■ About this exercise ■
Write out the whole listing below so that every line matches exactly.

■ Data supplied ■

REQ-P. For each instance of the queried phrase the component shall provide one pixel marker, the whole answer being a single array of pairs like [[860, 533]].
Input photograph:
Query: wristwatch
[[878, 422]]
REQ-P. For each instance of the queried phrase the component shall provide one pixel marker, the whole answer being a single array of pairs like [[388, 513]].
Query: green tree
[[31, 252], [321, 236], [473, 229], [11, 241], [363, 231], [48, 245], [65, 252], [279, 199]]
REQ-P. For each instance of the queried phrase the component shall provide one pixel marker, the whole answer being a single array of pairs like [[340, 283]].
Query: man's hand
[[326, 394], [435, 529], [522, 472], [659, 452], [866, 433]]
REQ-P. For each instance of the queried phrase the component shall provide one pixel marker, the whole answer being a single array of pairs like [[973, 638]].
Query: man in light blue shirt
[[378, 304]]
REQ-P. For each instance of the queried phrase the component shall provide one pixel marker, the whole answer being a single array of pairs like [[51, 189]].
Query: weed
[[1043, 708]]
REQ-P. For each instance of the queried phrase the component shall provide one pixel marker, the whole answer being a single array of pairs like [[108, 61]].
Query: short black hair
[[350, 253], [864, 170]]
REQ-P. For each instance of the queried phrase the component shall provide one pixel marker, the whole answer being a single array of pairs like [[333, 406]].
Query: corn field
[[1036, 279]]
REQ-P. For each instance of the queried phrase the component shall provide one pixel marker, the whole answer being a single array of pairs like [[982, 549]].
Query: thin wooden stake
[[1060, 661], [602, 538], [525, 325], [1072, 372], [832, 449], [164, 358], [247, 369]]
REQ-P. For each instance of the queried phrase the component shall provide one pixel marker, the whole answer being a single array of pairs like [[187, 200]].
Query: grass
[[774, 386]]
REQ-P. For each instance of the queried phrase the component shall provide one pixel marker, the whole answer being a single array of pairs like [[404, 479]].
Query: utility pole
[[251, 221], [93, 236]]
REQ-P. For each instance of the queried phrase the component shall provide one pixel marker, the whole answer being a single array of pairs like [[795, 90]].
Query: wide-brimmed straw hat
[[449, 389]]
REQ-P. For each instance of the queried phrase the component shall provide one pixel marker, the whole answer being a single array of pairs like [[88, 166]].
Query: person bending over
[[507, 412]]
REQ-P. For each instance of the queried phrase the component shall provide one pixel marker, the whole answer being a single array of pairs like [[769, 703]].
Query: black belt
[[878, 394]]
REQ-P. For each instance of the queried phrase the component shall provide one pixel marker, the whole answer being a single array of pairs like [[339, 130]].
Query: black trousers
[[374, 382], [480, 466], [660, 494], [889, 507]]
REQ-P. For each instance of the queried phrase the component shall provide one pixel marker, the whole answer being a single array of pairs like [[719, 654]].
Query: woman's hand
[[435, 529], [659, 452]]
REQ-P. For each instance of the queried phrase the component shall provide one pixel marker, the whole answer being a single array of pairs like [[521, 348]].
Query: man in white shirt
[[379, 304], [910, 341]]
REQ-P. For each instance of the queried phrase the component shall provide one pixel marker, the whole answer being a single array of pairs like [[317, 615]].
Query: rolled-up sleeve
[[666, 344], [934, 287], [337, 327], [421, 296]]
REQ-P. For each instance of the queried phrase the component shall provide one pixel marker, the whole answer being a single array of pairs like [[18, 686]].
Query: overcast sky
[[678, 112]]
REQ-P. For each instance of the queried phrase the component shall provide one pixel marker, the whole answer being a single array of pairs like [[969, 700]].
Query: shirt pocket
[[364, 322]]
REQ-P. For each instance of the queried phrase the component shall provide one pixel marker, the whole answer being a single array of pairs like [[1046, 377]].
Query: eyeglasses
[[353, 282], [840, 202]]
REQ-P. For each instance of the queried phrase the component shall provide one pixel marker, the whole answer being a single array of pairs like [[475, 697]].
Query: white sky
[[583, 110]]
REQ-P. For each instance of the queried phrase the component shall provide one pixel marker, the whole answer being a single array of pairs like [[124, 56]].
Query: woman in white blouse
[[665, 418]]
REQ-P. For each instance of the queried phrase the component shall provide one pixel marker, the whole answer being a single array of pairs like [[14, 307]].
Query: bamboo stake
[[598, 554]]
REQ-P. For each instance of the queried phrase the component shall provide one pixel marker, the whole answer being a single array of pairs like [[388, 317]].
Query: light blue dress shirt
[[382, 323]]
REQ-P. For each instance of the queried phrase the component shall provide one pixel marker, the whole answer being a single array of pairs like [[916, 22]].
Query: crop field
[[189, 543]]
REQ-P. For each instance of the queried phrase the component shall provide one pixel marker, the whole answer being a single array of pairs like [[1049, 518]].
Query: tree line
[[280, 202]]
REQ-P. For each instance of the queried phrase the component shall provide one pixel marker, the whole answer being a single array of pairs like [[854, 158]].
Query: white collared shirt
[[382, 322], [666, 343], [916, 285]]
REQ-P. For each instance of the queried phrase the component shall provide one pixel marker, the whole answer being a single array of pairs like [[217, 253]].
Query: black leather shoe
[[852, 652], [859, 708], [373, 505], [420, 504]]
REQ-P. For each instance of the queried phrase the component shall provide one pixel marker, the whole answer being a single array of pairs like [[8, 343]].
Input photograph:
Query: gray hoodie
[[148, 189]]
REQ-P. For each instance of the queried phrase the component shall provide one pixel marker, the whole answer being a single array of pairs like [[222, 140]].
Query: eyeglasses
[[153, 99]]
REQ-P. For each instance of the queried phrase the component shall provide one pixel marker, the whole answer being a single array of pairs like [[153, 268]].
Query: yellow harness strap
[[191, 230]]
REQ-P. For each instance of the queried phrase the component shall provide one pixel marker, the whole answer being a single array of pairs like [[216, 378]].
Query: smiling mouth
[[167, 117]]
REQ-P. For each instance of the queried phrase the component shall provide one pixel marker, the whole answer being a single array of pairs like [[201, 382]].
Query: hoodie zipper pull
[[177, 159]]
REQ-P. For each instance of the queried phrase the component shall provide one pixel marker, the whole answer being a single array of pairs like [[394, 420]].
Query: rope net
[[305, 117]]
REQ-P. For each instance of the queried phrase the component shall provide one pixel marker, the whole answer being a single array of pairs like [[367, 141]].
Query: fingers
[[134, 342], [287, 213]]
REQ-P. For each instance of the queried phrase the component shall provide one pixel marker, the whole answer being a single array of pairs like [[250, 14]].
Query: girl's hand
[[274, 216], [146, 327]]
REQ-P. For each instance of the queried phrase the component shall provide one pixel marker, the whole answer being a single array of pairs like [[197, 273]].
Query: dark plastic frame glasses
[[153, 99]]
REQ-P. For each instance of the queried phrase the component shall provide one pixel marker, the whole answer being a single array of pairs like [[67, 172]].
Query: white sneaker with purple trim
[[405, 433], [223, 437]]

■ Answer space ■
REQ-P. For each instance of the queried phrase the component shall provide one pixel marker, the whole answer being a single array of pairs like [[860, 533]].
Input photograph:
Query: wristwatch
[[878, 422]]
REQ-P. For each instance of the queried phrase the component shall provide one pixel marker, the whole answer being a single array of pairs like [[388, 513]].
Query: green tree
[[31, 252], [321, 236], [473, 229], [11, 241], [363, 231], [48, 245], [65, 252], [279, 199]]
REQ-P. For each instance of the queried phrase the component shall provide one pixel marker, the whole answer being a single array of pairs like [[340, 283]].
Query: man's hand
[[326, 394], [435, 529], [522, 472], [659, 452], [866, 433]]
REQ-P. For each instance of the queried phrase the component shall provide one pixel marker, the whole answer being a single array of pairs like [[973, 638]].
Query: man in light blue shirt
[[378, 304]]
REQ-P. For each instance of the queried phrase the component shall provide one pixel marker, the whole answer being a single array of pairs like [[51, 189]].
Query: weed
[[1043, 708]]
REQ-P. For each instance of the queried phrase the component shall provide one pixel marker, the whole answer being a single array of pairs like [[108, 61]].
Query: short black hair
[[350, 253], [864, 170]]
REQ-P. For each instance of the queried phrase the component shall provide one pixel marker, the whole answer being a single array of pairs like [[333, 406]].
Query: corn field
[[1036, 279]]
REQ-P. For each instance of the queried phrase the component shall provide one pixel marker, the whole answer being a single array of pairs like [[982, 549]].
Query: thin wooden stake
[[1060, 661], [602, 538], [525, 325], [1072, 372], [832, 449], [164, 358], [247, 369]]
REQ-P. For each instance of the queried phrase the component shall provide one pixel marker, the whole answer being a single array of pairs like [[187, 200]].
Query: grass
[[774, 386]]
REQ-P. For each instance of the queried phrase the component shall provide one pixel marker, the whole answer being a single array of pairs like [[404, 479]].
Query: utility pole
[[251, 221], [93, 236]]
REQ-P. For each instance of the queried phrase the component shall provide one pixel marker, the whole answer being a single array of pairs like [[795, 90]].
Query: wide-brimmed straw hat
[[449, 389]]
REQ-P. For each instance of the queried phrase the component shall provide one pixel marker, the whole answer being a single array of pairs like [[88, 166]].
Query: person bending over
[[507, 412]]
REQ-P. For each instance of the queried phrase the component shall provide one pixel marker, the whole answer being a single array of pairs like [[769, 703]].
Query: black belt
[[878, 394]]
REQ-P. For each instance of the queried phrase the component shall provide one pixel marker, the whole answer being a single array of pairs like [[339, 130]].
Query: black trousers
[[374, 382], [480, 466], [660, 494], [889, 507]]
REQ-P. For each instance of the queried phrase the component shall provide one pixel marker, the whole answer being a single array of pairs like [[719, 654]].
Query: woman's hand
[[435, 529], [659, 452]]
REQ-P. For each instance of the queried phrase the component shall provide one pixel marker, the whole answer being a single array of pairs like [[521, 348]].
Query: man in white shirt
[[379, 304], [910, 341]]
REQ-P. For each instance of the queried phrase the component shall provide one pixel marker, the whole answer being a single array of pairs like [[317, 615]].
Query: rolled-up sleeve
[[666, 344], [934, 287], [337, 327], [421, 296]]
REQ-P. For each instance of the queried phrase the component shall provide one pixel marker, the whole answer being a single array of pairs like [[18, 686]].
Query: overcast sky
[[678, 112]]
REQ-P. For each instance of the queried phrase the component shall provide one pixel marker, the whole answer being a single array of pairs like [[969, 700]].
Query: shirt pocket
[[364, 322]]
REQ-P. For each instance of the queried phrase the component shall provide one pixel marker, the whole answer being a single array of pairs like [[1046, 377]].
Query: eyeglasses
[[353, 282], [840, 202]]
REQ-P. For each instance of the queried phrase the component shall provide one pixel marker, the whole answer being a single array of pairs like [[475, 697]].
Query: white sky
[[583, 110]]
REQ-P. For each instance of the queried phrase the component shall provide one pixel marker, the whole answer being a single array of pairs like [[124, 56]].
Query: woman in white blouse
[[665, 418]]
REQ-P. For each instance of the queried phrase the component shall provide one pixel marker, the whole answer being a single array of pairs like [[14, 307]].
Query: bamboo stake
[[598, 554]]
REQ-P. For each instance of the queried phrase the component shall provide one pixel marker, the whole answer being a single array of pairs like [[388, 317]].
Query: light blue dress shirt
[[382, 323]]
REQ-P. For each instance of the queried phrase the component shall provide one pixel marker, the whole answer being a single array of pairs like [[916, 22]].
Query: crop field
[[189, 543]]
REQ-P. For each instance of the queried phrase the component shall provide one pixel marker, the whole answer being a single array of pairs like [[1049, 518]].
Query: tree line
[[280, 202]]
REQ-P. For each instance of the queried phrase the component shall provide one pixel marker, the whole answer being a single array of pairs like [[854, 158]].
Query: white collared shirt
[[382, 322], [666, 343], [916, 285]]
REQ-P. For each instance of the queried phrase the component shall provide one pixel marker, the whole answer being a single array of pairs like [[217, 253]].
Query: black leather shoe
[[852, 652], [859, 708], [373, 505], [420, 504]]
REQ-P. For each instance of the queried phrase the component shall provide one pixel marker, the whole answer being a single array of pairs like [[8, 343]].
Input photograph:
Query: gray hoodie
[[148, 189]]
REQ-P. For each instance of the queried phrase the component shall provide one pixel marker, the whole answer being a single array of pairs like [[222, 140]].
Query: eyeglasses
[[153, 99]]
REQ-P. For each instance of the queried phrase the component shall provide one pixel marker, the whole answer being a single array of pairs like [[153, 268]].
Query: yellow harness strap
[[191, 230]]
REQ-P. For each instance of the queried phrase the component shall provide one pixel marker, the whole answer being a single array of pairs like [[216, 378]].
Query: smiling mouth
[[167, 117]]
REQ-P. For each instance of the queried phrase the component shall provide one pixel marker, the whole answer being a single array of pairs like [[201, 382]].
Query: hoodie zipper pull
[[177, 159]]
REQ-P. For each instance of the queried phrase the component shall provide one pixel marker, the whole answer being a single array of pairs like [[394, 420]].
Query: rope net
[[305, 117]]
REQ-P. For each instance of the queried phrase the component shall provide one pixel marker, the whole answer being a single array of pairs like [[367, 141]].
Query: fingers
[[134, 342], [287, 213]]
REQ-P. For each instance of the queried phrase the component shall provide one pixel marker, the whole answer being a single array of pairs like [[250, 14]].
Query: girl's hand
[[274, 216], [146, 327]]
REQ-P. For each instance of the queried phrase the component shall provide one pixel marker, the whole answer being a single array of pairs like [[197, 273]].
Query: dark plastic frame glasses
[[153, 99]]
REQ-P. For each instance of the queried phrase the component shall provide one pixel marker, the whole answer being a single array of pairs like [[67, 172]].
Query: white sneaker with purple trim
[[405, 433], [223, 437]]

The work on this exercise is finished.